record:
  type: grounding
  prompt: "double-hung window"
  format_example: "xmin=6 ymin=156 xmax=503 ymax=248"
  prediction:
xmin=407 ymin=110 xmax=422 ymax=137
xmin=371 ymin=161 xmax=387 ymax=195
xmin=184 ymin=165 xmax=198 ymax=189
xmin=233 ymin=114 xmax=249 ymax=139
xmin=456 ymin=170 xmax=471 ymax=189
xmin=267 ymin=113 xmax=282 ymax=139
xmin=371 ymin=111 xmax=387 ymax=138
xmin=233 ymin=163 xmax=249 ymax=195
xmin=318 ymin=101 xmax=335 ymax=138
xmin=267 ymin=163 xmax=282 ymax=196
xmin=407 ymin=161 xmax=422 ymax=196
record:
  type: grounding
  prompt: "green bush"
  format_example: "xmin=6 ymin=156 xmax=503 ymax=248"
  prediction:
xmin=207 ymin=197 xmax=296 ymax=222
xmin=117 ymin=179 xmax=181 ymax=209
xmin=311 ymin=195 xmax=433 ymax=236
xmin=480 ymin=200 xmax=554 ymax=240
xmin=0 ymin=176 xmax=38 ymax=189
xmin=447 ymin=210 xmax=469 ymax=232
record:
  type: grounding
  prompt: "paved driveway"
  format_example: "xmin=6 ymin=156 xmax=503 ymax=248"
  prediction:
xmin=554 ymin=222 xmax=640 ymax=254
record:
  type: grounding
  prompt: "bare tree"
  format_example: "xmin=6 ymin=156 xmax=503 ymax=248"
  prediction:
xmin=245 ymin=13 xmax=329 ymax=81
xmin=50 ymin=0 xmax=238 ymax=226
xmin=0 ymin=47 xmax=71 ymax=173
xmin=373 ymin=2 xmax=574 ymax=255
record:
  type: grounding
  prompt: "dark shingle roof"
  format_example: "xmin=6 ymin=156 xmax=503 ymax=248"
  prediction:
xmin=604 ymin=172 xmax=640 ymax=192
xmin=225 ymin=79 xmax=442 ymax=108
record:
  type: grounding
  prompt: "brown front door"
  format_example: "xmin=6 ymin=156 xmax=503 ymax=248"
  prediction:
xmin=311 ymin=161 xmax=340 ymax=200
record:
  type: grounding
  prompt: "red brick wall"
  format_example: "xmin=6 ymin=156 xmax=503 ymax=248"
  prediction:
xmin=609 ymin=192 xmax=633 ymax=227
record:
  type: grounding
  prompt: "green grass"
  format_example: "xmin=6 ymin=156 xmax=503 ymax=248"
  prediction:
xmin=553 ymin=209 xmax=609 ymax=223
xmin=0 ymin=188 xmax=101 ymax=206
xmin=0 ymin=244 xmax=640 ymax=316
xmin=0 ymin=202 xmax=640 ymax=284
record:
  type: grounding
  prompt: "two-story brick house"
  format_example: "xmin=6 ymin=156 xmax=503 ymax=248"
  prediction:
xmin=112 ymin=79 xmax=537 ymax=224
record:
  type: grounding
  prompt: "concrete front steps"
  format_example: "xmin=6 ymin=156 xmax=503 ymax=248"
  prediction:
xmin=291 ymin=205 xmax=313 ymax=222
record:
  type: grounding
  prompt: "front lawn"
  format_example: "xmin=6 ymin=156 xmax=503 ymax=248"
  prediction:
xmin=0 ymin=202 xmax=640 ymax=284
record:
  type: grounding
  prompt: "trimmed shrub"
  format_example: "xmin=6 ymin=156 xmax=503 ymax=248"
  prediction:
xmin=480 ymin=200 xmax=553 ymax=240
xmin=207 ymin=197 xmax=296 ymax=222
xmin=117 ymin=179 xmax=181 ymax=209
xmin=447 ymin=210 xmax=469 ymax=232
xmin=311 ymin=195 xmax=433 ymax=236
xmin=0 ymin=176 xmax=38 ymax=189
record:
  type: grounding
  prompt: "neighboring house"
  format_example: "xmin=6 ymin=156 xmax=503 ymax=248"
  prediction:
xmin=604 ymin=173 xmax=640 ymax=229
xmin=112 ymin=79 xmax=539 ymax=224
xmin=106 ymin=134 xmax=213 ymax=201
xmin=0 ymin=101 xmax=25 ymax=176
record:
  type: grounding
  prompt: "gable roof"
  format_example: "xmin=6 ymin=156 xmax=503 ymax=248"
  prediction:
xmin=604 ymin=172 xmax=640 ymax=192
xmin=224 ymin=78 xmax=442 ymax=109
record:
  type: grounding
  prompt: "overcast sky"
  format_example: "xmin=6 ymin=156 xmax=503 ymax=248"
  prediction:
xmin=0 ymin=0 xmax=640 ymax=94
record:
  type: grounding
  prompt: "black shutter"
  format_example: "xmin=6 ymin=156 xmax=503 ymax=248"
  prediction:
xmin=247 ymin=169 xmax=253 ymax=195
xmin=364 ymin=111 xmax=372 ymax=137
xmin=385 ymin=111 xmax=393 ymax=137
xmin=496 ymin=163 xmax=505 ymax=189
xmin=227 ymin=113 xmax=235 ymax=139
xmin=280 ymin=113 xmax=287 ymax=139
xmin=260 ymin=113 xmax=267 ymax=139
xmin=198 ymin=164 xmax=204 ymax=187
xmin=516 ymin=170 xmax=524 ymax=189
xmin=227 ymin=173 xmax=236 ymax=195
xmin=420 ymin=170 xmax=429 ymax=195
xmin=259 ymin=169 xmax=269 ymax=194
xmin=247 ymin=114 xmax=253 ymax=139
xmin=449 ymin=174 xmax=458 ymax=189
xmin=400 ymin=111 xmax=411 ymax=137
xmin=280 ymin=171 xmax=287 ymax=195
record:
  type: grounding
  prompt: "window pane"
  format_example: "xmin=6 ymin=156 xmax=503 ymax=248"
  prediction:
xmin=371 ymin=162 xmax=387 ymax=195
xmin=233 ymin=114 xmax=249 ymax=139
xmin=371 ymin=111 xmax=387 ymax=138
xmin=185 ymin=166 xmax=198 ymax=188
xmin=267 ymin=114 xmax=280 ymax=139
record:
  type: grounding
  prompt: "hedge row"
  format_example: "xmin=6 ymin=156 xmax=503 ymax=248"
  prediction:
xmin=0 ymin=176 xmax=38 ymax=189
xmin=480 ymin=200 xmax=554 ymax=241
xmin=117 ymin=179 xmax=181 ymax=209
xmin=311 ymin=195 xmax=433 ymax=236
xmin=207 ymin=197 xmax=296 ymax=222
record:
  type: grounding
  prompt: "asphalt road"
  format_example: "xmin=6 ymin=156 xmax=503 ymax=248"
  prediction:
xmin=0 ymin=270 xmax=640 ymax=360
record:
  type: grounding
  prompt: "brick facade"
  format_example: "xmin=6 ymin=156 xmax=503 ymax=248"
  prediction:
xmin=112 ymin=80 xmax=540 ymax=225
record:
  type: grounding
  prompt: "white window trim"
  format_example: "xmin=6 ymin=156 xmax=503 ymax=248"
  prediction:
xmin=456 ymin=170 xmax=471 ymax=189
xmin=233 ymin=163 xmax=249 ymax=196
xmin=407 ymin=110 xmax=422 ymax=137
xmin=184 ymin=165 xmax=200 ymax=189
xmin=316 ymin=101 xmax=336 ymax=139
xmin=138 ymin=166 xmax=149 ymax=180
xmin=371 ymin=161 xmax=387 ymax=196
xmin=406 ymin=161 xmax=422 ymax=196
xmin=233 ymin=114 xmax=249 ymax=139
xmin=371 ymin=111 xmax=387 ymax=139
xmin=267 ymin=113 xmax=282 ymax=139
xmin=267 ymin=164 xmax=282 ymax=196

Set task> Please change "double-hung window" to "sash window" in the stretch from the first line through the line containing "xmin=407 ymin=161 xmax=422 ymax=196", and return only that stretch with everything else left as it is.

Answer>
record:
  type: grounding
  prompt: "sash window"
  format_example: "xmin=6 ymin=156 xmax=503 ymax=248"
  prediction:
xmin=407 ymin=110 xmax=422 ymax=137
xmin=371 ymin=161 xmax=387 ymax=195
xmin=184 ymin=165 xmax=198 ymax=189
xmin=233 ymin=114 xmax=249 ymax=139
xmin=456 ymin=170 xmax=471 ymax=189
xmin=267 ymin=113 xmax=282 ymax=139
xmin=371 ymin=111 xmax=387 ymax=138
xmin=233 ymin=163 xmax=249 ymax=195
xmin=318 ymin=101 xmax=335 ymax=138
xmin=267 ymin=163 xmax=282 ymax=196
xmin=407 ymin=161 xmax=422 ymax=196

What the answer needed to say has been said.